# Work required
Could you give the listing below again with every "Indicate" swapped for "Mark" and everything else left as it is? Leave the pictures out of your version.

# Provided material
** start **
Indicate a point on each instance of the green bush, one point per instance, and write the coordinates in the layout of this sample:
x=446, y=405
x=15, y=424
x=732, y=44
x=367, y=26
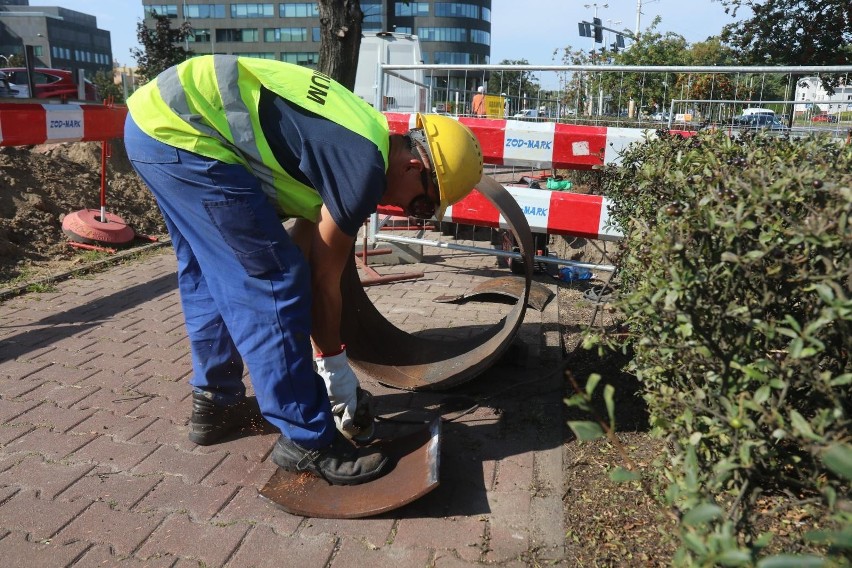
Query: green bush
x=735, y=275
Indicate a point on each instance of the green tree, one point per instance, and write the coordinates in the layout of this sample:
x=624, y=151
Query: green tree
x=650, y=91
x=792, y=32
x=161, y=46
x=104, y=81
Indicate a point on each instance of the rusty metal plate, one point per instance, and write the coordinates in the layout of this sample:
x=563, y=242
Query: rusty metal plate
x=511, y=287
x=379, y=350
x=415, y=459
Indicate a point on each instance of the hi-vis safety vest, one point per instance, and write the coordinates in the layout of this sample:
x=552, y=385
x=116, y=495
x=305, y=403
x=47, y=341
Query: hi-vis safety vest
x=208, y=105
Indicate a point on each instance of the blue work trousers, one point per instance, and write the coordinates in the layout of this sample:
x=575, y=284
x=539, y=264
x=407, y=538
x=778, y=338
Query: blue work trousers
x=244, y=287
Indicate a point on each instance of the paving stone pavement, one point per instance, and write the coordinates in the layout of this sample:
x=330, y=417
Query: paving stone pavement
x=96, y=468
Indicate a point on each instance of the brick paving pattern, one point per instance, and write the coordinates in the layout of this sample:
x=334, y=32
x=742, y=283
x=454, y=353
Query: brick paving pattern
x=96, y=469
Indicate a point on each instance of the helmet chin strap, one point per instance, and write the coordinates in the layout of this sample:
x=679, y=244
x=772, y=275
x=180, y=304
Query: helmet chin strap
x=418, y=143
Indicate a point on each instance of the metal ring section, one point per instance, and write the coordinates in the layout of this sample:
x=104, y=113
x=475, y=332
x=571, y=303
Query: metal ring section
x=379, y=350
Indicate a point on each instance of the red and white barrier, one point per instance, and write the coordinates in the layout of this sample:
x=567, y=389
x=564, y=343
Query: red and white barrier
x=548, y=212
x=542, y=145
x=508, y=142
x=26, y=124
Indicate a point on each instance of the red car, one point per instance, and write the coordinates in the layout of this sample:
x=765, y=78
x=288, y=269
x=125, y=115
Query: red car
x=824, y=118
x=49, y=84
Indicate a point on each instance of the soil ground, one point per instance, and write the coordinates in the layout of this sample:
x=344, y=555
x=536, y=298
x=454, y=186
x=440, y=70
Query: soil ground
x=609, y=524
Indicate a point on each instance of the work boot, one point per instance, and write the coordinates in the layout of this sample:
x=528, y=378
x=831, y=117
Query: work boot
x=362, y=428
x=211, y=422
x=340, y=463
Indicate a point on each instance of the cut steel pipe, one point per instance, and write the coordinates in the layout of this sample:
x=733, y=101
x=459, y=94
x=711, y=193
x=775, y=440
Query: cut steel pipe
x=379, y=350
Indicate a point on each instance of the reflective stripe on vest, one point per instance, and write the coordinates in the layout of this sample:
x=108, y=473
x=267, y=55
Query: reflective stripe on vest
x=208, y=105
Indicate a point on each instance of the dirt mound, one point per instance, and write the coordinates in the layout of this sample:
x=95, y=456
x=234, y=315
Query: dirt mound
x=39, y=185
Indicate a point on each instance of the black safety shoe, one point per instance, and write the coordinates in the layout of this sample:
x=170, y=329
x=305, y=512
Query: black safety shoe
x=340, y=463
x=211, y=422
x=362, y=430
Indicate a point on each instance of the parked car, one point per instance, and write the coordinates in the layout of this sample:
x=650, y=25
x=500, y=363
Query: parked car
x=824, y=118
x=49, y=83
x=6, y=89
x=528, y=113
x=761, y=122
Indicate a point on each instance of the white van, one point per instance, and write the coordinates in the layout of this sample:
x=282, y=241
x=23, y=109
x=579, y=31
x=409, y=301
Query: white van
x=404, y=91
x=758, y=110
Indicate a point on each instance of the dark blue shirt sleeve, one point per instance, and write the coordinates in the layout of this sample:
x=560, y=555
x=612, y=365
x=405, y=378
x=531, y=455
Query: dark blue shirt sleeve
x=345, y=168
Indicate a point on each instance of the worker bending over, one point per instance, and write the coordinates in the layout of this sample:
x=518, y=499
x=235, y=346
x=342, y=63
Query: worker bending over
x=231, y=145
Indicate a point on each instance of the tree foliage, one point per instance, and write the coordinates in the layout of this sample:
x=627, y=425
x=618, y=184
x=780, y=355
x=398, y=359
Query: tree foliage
x=106, y=86
x=791, y=32
x=162, y=46
x=520, y=86
x=340, y=39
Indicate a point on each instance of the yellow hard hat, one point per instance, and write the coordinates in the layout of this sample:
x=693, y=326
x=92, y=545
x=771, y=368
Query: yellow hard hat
x=456, y=157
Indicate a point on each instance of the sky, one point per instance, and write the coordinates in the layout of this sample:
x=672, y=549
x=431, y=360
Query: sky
x=530, y=29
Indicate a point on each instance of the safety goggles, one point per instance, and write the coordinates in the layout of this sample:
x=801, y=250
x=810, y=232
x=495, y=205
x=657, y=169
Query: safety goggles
x=422, y=207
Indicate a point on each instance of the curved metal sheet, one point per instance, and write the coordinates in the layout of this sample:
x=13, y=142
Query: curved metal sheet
x=381, y=351
x=504, y=287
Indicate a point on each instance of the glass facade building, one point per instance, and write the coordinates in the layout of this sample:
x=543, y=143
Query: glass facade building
x=61, y=38
x=449, y=32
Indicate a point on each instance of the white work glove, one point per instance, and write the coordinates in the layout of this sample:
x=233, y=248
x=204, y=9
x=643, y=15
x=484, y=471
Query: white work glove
x=341, y=384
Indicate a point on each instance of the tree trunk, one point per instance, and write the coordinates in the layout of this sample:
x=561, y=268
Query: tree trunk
x=340, y=37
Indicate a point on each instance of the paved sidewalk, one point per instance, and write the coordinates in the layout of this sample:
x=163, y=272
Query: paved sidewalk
x=96, y=468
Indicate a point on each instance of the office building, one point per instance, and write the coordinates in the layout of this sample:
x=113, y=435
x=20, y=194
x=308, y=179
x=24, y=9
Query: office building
x=449, y=32
x=61, y=38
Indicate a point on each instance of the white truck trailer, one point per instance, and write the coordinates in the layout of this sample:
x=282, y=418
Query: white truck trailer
x=403, y=90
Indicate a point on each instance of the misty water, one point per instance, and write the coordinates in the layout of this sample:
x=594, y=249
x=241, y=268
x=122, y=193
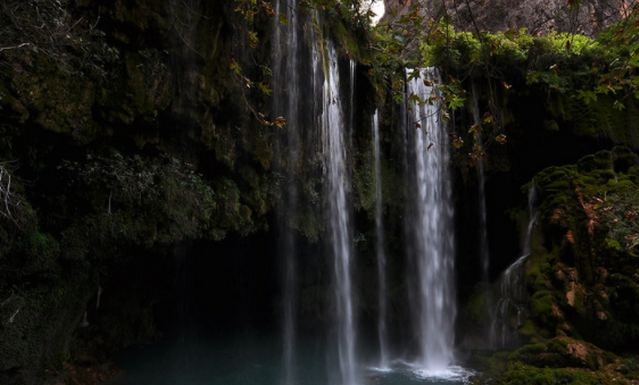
** end **
# Solution
Mark a point on each instance of the green bush, one point per instance, and write the coordinates in the layout of this sample:
x=446, y=405
x=15, y=424
x=732, y=44
x=367, y=26
Query: green bush
x=735, y=275
Mark a point on each instance of the green tree, one point per instance, and write the coordinates in the layout of this sample:
x=624, y=151
Query: green tree
x=650, y=91
x=792, y=32
x=161, y=46
x=104, y=81
Mark a point on each instance of the rusty metal plate, one point per instance, and write the coordinates in the layout of this sample:
x=563, y=242
Query: rusty metal plate
x=511, y=287
x=379, y=350
x=415, y=459
Mark a point on each instance of the hi-vis safety vest, one point per instance, and write the coordinates in the layout of this sample:
x=552, y=385
x=116, y=495
x=305, y=403
x=47, y=341
Query: hi-vis safety vest
x=208, y=105
Mark a point on each instance of the blue work trousers, one point per instance, and write the coordinates in the layout of this sample:
x=575, y=284
x=539, y=264
x=407, y=538
x=778, y=338
Query: blue work trousers
x=244, y=287
Mark a point on each instance of the paving stone pavement, one point per instance, and write the coordinates in the layout of this sample:
x=330, y=417
Query: paving stone pavement
x=96, y=468
Mark a point on each instance of the brick paving pattern, one point per instance, and write the coordinates in the layout of this sample:
x=334, y=32
x=742, y=283
x=454, y=353
Query: brick paving pattern
x=96, y=469
Mark a point on each instance of the helmet chin strap, one point per instance, and write the coordinates in the layout of this sample:
x=679, y=244
x=772, y=275
x=180, y=304
Query: helmet chin strap
x=418, y=143
Mark a point on each instance of the metal ring section, one point per instance, and write the coordinates in the layout of this sample:
x=104, y=113
x=475, y=332
x=571, y=303
Query: metal ring section
x=379, y=350
Mark a point on each instance of the red and white barrier, one point per instance, and write the coordinates in the layout of this sample:
x=567, y=389
x=564, y=343
Query: red and white barrier
x=548, y=212
x=542, y=145
x=508, y=142
x=26, y=124
Mark a point on each instance of the red car, one point per instance, and write the coordinates in the layout of this sample:
x=765, y=78
x=288, y=269
x=125, y=115
Query: red car
x=824, y=118
x=49, y=84
Mark a point on each instance of the soil ground, one point per instance, and write the coordinates in the layout of this sample:
x=344, y=555
x=536, y=298
x=454, y=186
x=440, y=70
Query: soil ground
x=609, y=524
Mark a point on each instance of the work boot, one point per instance, and write the coordinates in the layout of this sample:
x=528, y=378
x=831, y=117
Query: work boot
x=362, y=428
x=211, y=422
x=340, y=463
Mark a point on each instance of the cut steel pipe, one point per instance, and write the coordinates in the layout of this sample:
x=733, y=101
x=459, y=94
x=711, y=193
x=775, y=440
Query: cut steel pipe
x=379, y=350
Mark a point on each instance of the reflective stripe on vest, one point per instance, and write the coordinates in the layout of this sample:
x=108, y=473
x=267, y=55
Query: reflective stripe on vest
x=208, y=105
Mark a point on each instance of the dirt mound, one point per instance, and write the coordinates in the layout of this sample:
x=95, y=456
x=234, y=315
Query: dirt mound
x=39, y=185
Mark a point on each instance of the black safety shoe, one point per instance, and write the coordinates in the layout of this sample:
x=170, y=329
x=305, y=512
Query: black safety shoe
x=340, y=463
x=211, y=422
x=362, y=430
Mark a point on each instance of the parked car, one point per instance, and write the coordinates in the layout of this sample:
x=650, y=25
x=500, y=363
Query: parked car
x=824, y=118
x=49, y=83
x=6, y=89
x=528, y=113
x=761, y=122
Mark a point on each instance of the white van, one point per instance, and write the coordinates in the layout of this sample:
x=282, y=241
x=23, y=109
x=579, y=31
x=409, y=301
Query: white van
x=404, y=91
x=758, y=110
Mark a point on each instance of the dark blue shirt sleeve, one point per instance, and write the coordinates in the layout of this sample:
x=560, y=555
x=612, y=365
x=405, y=378
x=531, y=455
Query: dark blue shirt sleeve
x=345, y=168
Mark a point on each instance of the worker bending over, one point per instance, and write the coordinates in the layout of this sample:
x=518, y=499
x=235, y=346
x=342, y=63
Query: worker bending over
x=231, y=145
Mark a point on each instance of the tree foliage, one point per instance, and write the coordinates in the layout of this sample:
x=627, y=425
x=618, y=184
x=780, y=355
x=398, y=359
Query: tree foliage
x=106, y=86
x=791, y=32
x=162, y=46
x=520, y=86
x=340, y=39
Mark a point on each instance of the yellow hard hat, one point per instance, and write the coordinates in the layout of this sample:
x=693, y=326
x=92, y=545
x=771, y=368
Query: yellow hard hat
x=456, y=157
Mark a point on each instance of the sky, one point per instance, and write the coordinates in the layout of this sample:
x=672, y=549
x=431, y=360
Query: sky
x=530, y=29
Mark a point on each instance of the safety goggles, one point per instance, and write the coordinates in the layout of this sample:
x=801, y=250
x=810, y=232
x=495, y=205
x=657, y=169
Query: safety goggles
x=422, y=207
Mark a point on each instance of the curved metal sheet, one point per instance, and write the coordinates in the layout of this sample:
x=13, y=142
Query: curved metal sheet
x=381, y=351
x=504, y=287
Mark a point on each instance of the glass facade building, one point per instance, and write the coordinates in the layout of this sample:
x=543, y=143
Query: glass facade building
x=61, y=38
x=449, y=32
Mark a point on each instance of the white work glove, one point per instance, and write the coordinates in the layout of this sample:
x=233, y=248
x=204, y=9
x=643, y=15
x=484, y=471
Query: white work glove
x=341, y=384
Mark a point on each instance of the tree trunk, one point per instance, and write the coordinates in the layout of this sample:
x=561, y=268
Query: tree trunk
x=340, y=37
Mark a point on each instance of the paved sidewalk, one point per instance, and write the coordinates in the layout of this sample:
x=163, y=272
Query: paved sidewalk
x=96, y=468
Mark a point on each instance of the office building, one point per instance, and write the coordinates in the layout of this sample:
x=113, y=435
x=20, y=194
x=308, y=179
x=24, y=9
Query: office building
x=449, y=32
x=61, y=38
Mark a point on each instance of the white truck trailer, one point per instance, and write the coordinates in the layout of this sample:
x=282, y=418
Query: white truck trailer
x=403, y=90
Mark a point on each instance of the misty water, one point per instance, and write the coordinates in the layout of this sample:
x=594, y=249
x=241, y=268
x=122, y=193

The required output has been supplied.